• _Entries from a dataset_

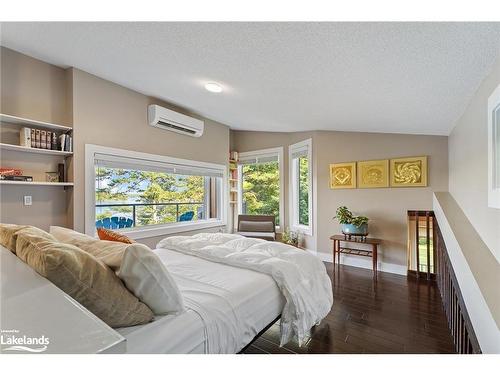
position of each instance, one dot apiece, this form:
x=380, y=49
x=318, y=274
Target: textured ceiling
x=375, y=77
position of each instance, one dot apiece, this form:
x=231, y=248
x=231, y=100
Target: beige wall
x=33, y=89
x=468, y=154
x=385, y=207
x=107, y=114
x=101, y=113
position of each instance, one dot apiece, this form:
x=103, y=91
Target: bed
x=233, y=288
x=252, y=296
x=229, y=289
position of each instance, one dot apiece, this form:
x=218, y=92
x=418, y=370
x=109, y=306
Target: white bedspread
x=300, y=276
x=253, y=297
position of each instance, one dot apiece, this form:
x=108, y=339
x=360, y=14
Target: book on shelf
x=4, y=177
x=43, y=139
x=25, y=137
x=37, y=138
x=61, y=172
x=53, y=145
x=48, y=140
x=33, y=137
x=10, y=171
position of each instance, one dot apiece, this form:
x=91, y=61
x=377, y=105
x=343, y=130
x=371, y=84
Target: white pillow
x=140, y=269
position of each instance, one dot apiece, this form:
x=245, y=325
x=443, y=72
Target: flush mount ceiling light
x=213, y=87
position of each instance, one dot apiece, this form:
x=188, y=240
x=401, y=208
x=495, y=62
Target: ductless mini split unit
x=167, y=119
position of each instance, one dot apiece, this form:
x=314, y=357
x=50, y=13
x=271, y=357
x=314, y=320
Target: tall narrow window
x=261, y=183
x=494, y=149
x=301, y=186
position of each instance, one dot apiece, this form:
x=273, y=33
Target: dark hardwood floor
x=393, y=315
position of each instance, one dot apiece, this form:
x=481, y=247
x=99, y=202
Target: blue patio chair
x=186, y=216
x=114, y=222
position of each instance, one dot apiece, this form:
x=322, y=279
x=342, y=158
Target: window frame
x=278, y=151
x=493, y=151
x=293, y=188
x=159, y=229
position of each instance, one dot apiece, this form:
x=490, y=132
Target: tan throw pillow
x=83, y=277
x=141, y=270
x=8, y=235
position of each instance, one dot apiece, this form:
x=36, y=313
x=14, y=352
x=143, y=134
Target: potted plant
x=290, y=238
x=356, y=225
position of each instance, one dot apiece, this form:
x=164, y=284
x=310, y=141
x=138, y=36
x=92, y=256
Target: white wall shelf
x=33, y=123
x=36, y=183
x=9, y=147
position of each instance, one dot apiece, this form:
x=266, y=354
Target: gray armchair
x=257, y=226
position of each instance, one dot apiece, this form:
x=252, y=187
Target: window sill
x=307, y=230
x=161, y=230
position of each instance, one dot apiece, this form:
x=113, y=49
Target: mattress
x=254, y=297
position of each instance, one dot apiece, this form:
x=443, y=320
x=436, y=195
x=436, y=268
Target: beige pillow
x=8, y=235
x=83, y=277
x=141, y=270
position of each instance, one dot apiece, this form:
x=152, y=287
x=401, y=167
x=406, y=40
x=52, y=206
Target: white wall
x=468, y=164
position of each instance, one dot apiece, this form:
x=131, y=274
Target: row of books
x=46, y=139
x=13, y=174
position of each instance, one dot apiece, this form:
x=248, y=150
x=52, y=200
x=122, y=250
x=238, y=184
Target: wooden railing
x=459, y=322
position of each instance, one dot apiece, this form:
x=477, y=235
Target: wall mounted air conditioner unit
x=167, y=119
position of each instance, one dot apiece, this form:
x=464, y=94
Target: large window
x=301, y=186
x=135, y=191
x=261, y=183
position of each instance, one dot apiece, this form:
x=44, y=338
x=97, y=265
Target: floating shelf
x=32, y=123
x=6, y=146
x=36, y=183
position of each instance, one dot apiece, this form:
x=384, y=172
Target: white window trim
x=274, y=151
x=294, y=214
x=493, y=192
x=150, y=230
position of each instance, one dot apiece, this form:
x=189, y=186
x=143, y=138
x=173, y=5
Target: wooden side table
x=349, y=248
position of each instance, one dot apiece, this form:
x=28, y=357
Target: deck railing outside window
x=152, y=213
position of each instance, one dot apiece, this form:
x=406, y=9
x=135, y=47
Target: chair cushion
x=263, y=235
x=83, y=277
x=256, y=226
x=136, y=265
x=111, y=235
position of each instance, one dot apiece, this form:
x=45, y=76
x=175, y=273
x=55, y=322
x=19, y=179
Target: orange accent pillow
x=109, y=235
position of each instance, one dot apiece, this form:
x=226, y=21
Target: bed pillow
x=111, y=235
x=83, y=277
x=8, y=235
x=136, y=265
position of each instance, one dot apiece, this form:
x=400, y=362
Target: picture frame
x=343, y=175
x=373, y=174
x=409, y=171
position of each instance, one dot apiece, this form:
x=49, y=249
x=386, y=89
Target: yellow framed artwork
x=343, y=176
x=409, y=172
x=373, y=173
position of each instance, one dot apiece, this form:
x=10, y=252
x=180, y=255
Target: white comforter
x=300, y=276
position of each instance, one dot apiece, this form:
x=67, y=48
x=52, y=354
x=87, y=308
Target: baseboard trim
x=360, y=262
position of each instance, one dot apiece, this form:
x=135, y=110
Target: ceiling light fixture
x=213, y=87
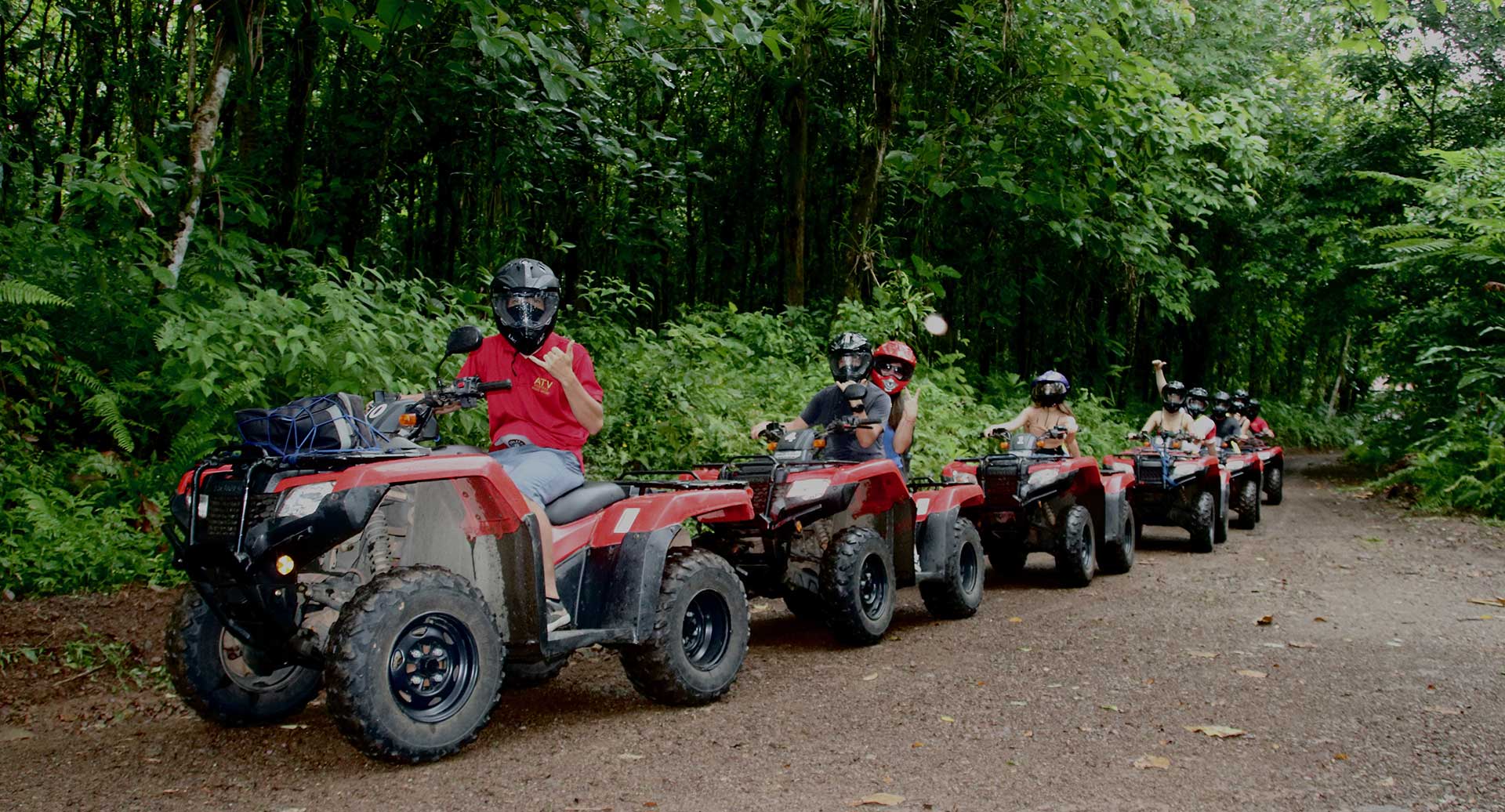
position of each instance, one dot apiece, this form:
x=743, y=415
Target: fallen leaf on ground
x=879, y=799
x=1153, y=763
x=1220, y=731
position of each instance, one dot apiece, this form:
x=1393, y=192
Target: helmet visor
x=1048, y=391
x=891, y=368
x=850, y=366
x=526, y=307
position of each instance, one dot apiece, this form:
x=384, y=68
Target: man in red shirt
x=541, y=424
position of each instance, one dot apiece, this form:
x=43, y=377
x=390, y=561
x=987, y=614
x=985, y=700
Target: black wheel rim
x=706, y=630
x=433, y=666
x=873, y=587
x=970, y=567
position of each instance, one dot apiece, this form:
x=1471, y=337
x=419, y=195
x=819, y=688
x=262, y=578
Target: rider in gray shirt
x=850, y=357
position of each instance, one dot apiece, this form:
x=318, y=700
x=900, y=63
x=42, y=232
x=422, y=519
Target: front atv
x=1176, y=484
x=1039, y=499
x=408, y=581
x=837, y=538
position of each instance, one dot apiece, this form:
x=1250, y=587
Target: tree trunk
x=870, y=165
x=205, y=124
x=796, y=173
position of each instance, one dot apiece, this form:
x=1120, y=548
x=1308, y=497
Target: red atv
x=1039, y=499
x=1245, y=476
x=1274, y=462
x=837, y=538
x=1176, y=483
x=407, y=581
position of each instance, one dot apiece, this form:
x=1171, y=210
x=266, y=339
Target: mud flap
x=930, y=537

• _Task brief_
Every entry above should be duplicated exactly. Do not include the images.

• _Solution for this problem_
position of each instance, one dot apiece, this form:
x=380, y=49
x=318, y=274
Target: textured ceiling
x=375, y=77
position of each instance, one dot apiece, this form:
x=231, y=248
x=231, y=100
Target: beige wall
x=33, y=89
x=468, y=154
x=385, y=207
x=107, y=114
x=101, y=113
position of each instance, one dot apiece, this form:
x=103, y=91
Target: bed
x=233, y=288
x=252, y=296
x=229, y=289
position of each instance, one dot apiece, this form:
x=218, y=92
x=418, y=370
x=109, y=306
Target: white bedspread
x=300, y=276
x=253, y=297
position of each instance, one dot apiece, this form:
x=108, y=339
x=360, y=14
Target: book on shelf
x=4, y=177
x=43, y=139
x=25, y=137
x=37, y=138
x=61, y=172
x=53, y=145
x=48, y=140
x=33, y=137
x=10, y=171
position of each instance, one dot apiece, this form:
x=91, y=61
x=377, y=105
x=343, y=130
x=371, y=84
Target: white pillow
x=140, y=269
position of each instance, one dot apiece, this form:
x=245, y=325
x=443, y=72
Target: flush mount ceiling light
x=213, y=87
position of each instance, one dot apiece, this form:
x=188, y=240
x=401, y=208
x=495, y=62
Target: ductless mini split unit
x=167, y=119
position of each instance, one dot apiece, this form:
x=314, y=357
x=50, y=13
x=271, y=357
x=314, y=320
Target: tall narrow window
x=261, y=183
x=494, y=149
x=301, y=186
position of each instance, one dot apiece, this form:
x=273, y=33
Target: dark hardwood floor
x=393, y=315
position of each instance, one dot apiece, this form:
x=481, y=247
x=99, y=202
Target: blue patio chair
x=186, y=216
x=114, y=222
position of each instance, one dot apiece, this form:
x=322, y=279
x=342, y=158
Target: window frame
x=278, y=151
x=493, y=151
x=293, y=188
x=159, y=229
position of each instance, one dot apiece, this form:
x=490, y=132
Target: tan throw pillow
x=83, y=277
x=141, y=270
x=8, y=235
position of each instance, one dot apiece, this form:
x=36, y=313
x=14, y=352
x=143, y=134
Target: potted plant
x=290, y=238
x=356, y=225
position of each instance, one dot apiece, this form:
x=164, y=284
x=310, y=141
x=138, y=36
x=92, y=256
Target: white wall shelf
x=33, y=123
x=36, y=183
x=9, y=147
position of each instance, one dot apiece, this form:
x=266, y=354
Target: gray armchair
x=257, y=226
position of each instance, one dot apiece, this form:
x=252, y=187
Target: window sill
x=307, y=230
x=161, y=230
position of each instance, one dot apiece, this form:
x=113, y=49
Target: mattress
x=254, y=297
position of each instance, one dot apiece, this form:
x=443, y=320
x=436, y=195
x=436, y=268
Target: beige pillow
x=8, y=235
x=83, y=277
x=141, y=270
position of each instance, one dot apiece, this form:
x=152, y=287
x=401, y=167
x=406, y=40
x=52, y=206
Target: white wall
x=468, y=164
position of each instance, one dot apiece, this form:
x=131, y=274
Target: row of books
x=46, y=139
x=13, y=174
position of each instance, one dot apiece, this form:
x=248, y=150
x=52, y=200
x=122, y=250
x=238, y=184
Target: wooden railing
x=459, y=322
position of each instance, one dot apiece, this form:
x=477, y=235
Target: wall mounted air conditioner unit
x=167, y=119
position of each instance, one dot apiece, this form:
x=464, y=94
Target: large window
x=301, y=186
x=135, y=191
x=261, y=183
position of each instance, one dot apiece, this form:
x=44, y=338
x=97, y=265
Target: floating shelf
x=32, y=123
x=6, y=146
x=36, y=183
position of each instance, one dot apiece, this form:
x=384, y=172
Target: white window trim
x=274, y=151
x=294, y=214
x=493, y=192
x=150, y=230
position of each instance, one dot apiece, this form:
x=189, y=186
x=143, y=138
x=173, y=5
Target: wooden side table
x=349, y=248
position of each instance, one dot apiece, this form:
x=28, y=357
Target: deck railing outside window
x=152, y=213
position of each instance, one dot apiece, this form:
x=406, y=9
x=135, y=47
Target: chair cushion
x=263, y=235
x=83, y=277
x=256, y=226
x=136, y=265
x=111, y=235
position of each instance, one dot apiece, this form:
x=45, y=76
x=175, y=273
x=55, y=322
x=19, y=179
Target: orange accent pillow
x=109, y=235
position of each instance, one dot apiece, this form:
x=226, y=21
Target: bed pillow
x=111, y=235
x=83, y=277
x=8, y=235
x=136, y=265
position of each instance, one dot apiece, this form:
x=400, y=362
Target: picture frame
x=343, y=175
x=373, y=174
x=409, y=171
position of each instance, one dot apiece, this form:
x=49, y=249
x=386, y=89
Target: yellow framed artwork
x=343, y=176
x=409, y=172
x=373, y=173
position of each instance, one dot apiece, this form:
x=10, y=252
x=180, y=255
Target: white comforter
x=300, y=276
position of each instance, one dot apiece, this form:
x=67, y=48
x=52, y=354
x=87, y=308
Target: baseboard trim
x=360, y=262
position of each instance, one dot apiece, this form:
x=135, y=110
Target: ceiling light fixture
x=213, y=87
position of each instance, one dot apiece, this form:
x=743, y=415
Target: fallen leaf on ground
x=879, y=799
x=1153, y=763
x=1220, y=731
position of each instance, one dot apiece, this form:
x=1393, y=192
Target: helmet visor
x=1048, y=391
x=891, y=368
x=850, y=366
x=526, y=307
position of each instance, one dot apiece, this form:
x=384, y=68
Target: man in red shirt
x=541, y=424
position of each instance, one dot apiece, this form:
x=43, y=377
x=390, y=561
x=987, y=614
x=985, y=700
Target: black wheel rim
x=706, y=630
x=433, y=666
x=873, y=587
x=970, y=567
position of each instance, one dot apiece, this form:
x=1471, y=337
x=419, y=195
x=819, y=688
x=262, y=578
Target: rider in gray shirt
x=850, y=357
position of each instance, one dot apiece, this form:
x=318, y=700
x=900, y=63
x=42, y=232
x=422, y=519
Target: front atv
x=1176, y=484
x=1039, y=499
x=408, y=581
x=837, y=538
position of each instance, one dot apiece, this form:
x=1250, y=587
Target: tree trunk
x=870, y=165
x=205, y=124
x=796, y=173
position of each instance, one dot apiece, this form:
x=1120, y=548
x=1308, y=497
Target: red atv
x=1039, y=499
x=1245, y=476
x=1274, y=462
x=837, y=538
x=1176, y=483
x=407, y=581
position of each instance, one dot apiece, this form:
x=1171, y=210
x=266, y=339
Target: mud flap
x=930, y=537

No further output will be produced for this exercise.